> _Passage_
::::
Marine Publicly Crucifies Himself on Easter, Sorta Regrets it Now

The United States Marines don't half-ass anything. Not even bizarre misguided protests in front of state capitols.

Former Marine Sgt. Joshua Klohr feels he was wrongly railroaded into a court-martial and a discharge. A disgraced military career is a hell of a cross to bear. Or, in Klohr's case, to climb.

To draw attention to his plight, he hung himself up on a replica cross for an hour on Easter Sunday in front of the Colorado state Capitol in Denver, flanked by billboards and binders that explained his case to bewildered passersby. It also happened to be 4/20, which is kind of a big deal in Colorado these days, so Klohr had quite the crowd on hand.

Marine Publicly Crucifies Himself on Easter, Sorta Regrets it Now

The Marine Corps Times tells the backstory:

While serving as a Marine recruiter in Boulder, Colo., Klohr said he struggled to make recruiting goals, despite working 14-16 hours a day. He refused to "fraud" enlistees into the Corps by ignoring factors that would disqualify them from service, he said, and ultimately said he could not do what was required of him in the region, which his superiors interpreted as quitting. When he went to trial, he said, he was not allowed to testify in his own defense, and was quickly found guilty and harshly punished.

Sounds sorta noble, maybe. Except if there were a poster boy for fraudulent enlistments, it might be Klohr, who now openly admits that he concealed some background info from the Corps when he signed up. Bad info: He was expelled from high school and arrested for helping to kill a young cat by setting it on fire and throwing it off the school's roof. (He also has asthma, a disqualifying medical condition.)

The more one reads about Klohr's case, the more troubled he seems—and the more one might question why the Corps ever took him in the first place.

In any case, after he posted pics of the demonstration on his Facebook profile, Klohr faced a furious backlash—and began to regret the tactic. "I wasn't trying to be disrespectful or anything, he told the Marine Corps Times. "There was a lot of symbolism that I was trying to throw out there."
::::
> _Material shown_
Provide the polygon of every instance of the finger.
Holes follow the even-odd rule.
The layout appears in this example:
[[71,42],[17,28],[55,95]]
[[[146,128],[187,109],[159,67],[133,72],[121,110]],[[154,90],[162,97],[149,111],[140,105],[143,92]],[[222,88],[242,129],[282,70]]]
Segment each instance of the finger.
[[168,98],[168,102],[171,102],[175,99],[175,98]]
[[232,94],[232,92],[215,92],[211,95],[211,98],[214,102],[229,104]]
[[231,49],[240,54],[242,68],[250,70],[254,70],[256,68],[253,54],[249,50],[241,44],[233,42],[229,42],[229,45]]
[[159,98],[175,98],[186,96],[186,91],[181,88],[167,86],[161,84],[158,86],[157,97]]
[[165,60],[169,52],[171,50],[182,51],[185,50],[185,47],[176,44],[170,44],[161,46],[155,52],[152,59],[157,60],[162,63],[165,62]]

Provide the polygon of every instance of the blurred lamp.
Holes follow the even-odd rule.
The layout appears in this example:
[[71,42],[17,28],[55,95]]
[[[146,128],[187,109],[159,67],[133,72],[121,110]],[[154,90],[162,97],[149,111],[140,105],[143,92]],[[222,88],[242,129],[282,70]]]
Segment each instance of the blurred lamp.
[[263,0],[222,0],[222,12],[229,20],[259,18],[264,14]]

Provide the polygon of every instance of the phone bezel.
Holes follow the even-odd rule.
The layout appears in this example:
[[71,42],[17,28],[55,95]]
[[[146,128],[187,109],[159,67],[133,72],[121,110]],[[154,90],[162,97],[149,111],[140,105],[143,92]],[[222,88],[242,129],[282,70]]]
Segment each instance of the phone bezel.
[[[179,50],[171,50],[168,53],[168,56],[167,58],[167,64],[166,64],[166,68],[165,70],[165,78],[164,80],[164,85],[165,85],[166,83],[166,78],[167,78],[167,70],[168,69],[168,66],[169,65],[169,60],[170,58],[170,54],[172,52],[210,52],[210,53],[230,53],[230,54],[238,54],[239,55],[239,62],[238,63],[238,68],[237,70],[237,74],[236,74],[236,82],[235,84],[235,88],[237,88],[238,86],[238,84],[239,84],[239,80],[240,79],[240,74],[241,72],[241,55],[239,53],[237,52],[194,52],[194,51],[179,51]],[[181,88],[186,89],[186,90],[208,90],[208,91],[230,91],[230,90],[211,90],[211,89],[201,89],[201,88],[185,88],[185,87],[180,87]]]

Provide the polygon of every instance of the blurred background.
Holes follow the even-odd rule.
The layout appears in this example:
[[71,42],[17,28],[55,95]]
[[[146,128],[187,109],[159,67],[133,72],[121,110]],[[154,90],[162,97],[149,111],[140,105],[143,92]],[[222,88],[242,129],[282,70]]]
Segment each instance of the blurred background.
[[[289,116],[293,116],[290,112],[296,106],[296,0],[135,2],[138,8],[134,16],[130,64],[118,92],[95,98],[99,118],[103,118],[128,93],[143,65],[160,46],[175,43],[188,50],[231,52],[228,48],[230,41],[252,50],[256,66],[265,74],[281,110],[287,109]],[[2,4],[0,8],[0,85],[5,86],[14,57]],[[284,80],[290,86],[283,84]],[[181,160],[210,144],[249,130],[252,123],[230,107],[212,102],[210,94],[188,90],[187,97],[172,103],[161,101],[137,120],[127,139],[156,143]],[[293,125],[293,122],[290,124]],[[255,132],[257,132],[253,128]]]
::::
> _Assigned task_
Please return everything from "While serving as" down to "and harshly punished." in the article about the Marine's Easter protest. The items come from a separate source.

> _Output for this task_
While serving as a Marine recruiter in Boulder, Colo., Klohr said he struggled to make recruiting goals, despite working 14-16 hours a day. He refused to "fraud" enlistees into the Corps by ignoring factors that would disqualify them from service, he said, and ultimately said he could not do what was required of him in the region, which his superiors interpreted as quitting. When he went to trial, he said, he was not allowed to testify in his own defense, and was quickly found guilty and harshly punished.